* **Request 1**
Answer these questions from the multiplier passage:
(a) About how many gates does the patented 64x64->128 multiplier design take?
(b) About how many gates' worth of equivalent does a small modern PC contain?
(c) By roughly what factor does modern technology beat Ludgate's version of the analytical engine in volume per unit power?
* **Request 2**
Please pick up the multiplier passage from its last sentence and continue it.

20 decimal places is about 64 bits. One design for a 64x64->128 multiplier is
described in <http://www.patentstorm.us/patents/5912832/description.html> and
takes about 33k gates to achieve a propagation delay of about 200 gates. I'm
not sure what propagation delays are like on modern CPUs; let's suppose it's
20ps per gate, so that a modern-silicon multiplier can do a 4ns multiply in
33k gates. How much space should we think of that as taking up? Not just the
volume of the gates themselves; we need some volume for circuit boards,
cooling, power supply, etc., etc., etc. A small modern PC might be a litre in
volume and contains maybe the equivalent of 200M gates (CPU, memory, whatever
else). So 33k gates corresponds to maybe 1/600 of a litre. So, in volume per
unit power, modern technology beats Ludgate's version of the analytical engine
by maybe a factor of (230 x 6) / (1/600 x 4x10^-9) or about 2x10^14.

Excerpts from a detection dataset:
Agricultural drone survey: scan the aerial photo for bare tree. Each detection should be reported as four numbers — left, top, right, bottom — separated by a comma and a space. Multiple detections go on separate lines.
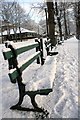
46, 2, 57, 46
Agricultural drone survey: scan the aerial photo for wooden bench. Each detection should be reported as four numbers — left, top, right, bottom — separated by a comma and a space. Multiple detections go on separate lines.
45, 38, 58, 56
3, 39, 57, 112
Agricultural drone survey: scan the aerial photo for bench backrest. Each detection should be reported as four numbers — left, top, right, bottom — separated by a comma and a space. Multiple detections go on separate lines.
3, 39, 44, 83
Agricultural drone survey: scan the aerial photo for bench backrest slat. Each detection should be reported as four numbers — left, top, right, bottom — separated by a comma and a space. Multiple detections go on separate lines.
9, 51, 41, 81
3, 43, 39, 60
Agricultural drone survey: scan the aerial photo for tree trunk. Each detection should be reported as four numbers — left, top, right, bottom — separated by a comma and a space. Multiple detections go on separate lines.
47, 2, 57, 46
76, 1, 80, 40
55, 2, 62, 41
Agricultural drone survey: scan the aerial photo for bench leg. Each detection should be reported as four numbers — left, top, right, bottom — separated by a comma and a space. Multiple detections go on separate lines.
10, 82, 25, 110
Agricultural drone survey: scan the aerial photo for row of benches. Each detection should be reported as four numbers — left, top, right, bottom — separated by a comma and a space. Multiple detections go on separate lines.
3, 39, 58, 112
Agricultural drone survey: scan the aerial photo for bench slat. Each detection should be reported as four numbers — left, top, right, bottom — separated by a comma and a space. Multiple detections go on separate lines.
9, 51, 41, 81
3, 43, 39, 60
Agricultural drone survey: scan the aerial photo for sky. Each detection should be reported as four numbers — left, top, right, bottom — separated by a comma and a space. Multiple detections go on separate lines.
15, 0, 44, 23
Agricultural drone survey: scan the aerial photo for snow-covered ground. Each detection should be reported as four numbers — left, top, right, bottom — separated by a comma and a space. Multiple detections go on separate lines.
0, 37, 78, 118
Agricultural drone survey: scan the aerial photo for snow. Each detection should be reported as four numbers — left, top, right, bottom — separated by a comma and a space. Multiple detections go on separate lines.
0, 28, 35, 36
0, 37, 78, 118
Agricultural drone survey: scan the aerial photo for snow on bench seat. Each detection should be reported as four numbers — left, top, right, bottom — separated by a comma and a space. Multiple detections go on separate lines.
26, 56, 57, 91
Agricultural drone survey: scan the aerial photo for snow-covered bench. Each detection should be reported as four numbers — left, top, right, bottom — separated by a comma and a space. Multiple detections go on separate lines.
3, 40, 55, 112
45, 38, 58, 56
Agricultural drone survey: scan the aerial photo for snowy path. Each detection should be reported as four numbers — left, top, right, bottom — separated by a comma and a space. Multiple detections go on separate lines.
52, 39, 78, 118
0, 37, 78, 118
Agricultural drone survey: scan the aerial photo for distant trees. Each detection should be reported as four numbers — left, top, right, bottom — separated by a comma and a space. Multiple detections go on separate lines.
46, 1, 57, 46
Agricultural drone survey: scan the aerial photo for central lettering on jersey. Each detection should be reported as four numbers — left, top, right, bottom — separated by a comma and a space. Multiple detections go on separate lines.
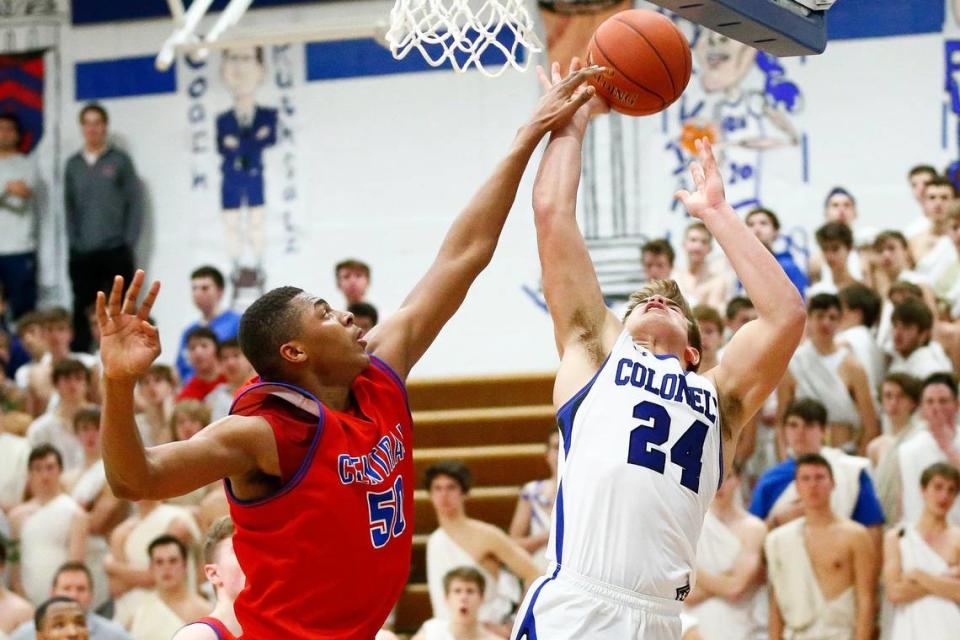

* **Task output 1**
(a) About 33k gates.
(b) Maybe the equivalent of 200M gates.
(c) About 2x10^14.

* **Task output 2**
(Don't take this too seriously; there are a lot of very dubious assumptions in
the above.)

Now, let's say Google has 10^5 machines occupying 1 litre each. The equivalent
in analytical engines would be 2x10^19 litres, or 2x10^16m^3.

The radius of the earth is about 6.4 x 10^6 m, so its surface area is 4 pi r^2
~= 5x10^14 m^2. About 1/3 of this is land, so let's say 2x10^14 m^2. So we'd
need to cover the land area of the earth 100m deep in analytical engines.

Dubious assumptions or not, I think I agree with your guess.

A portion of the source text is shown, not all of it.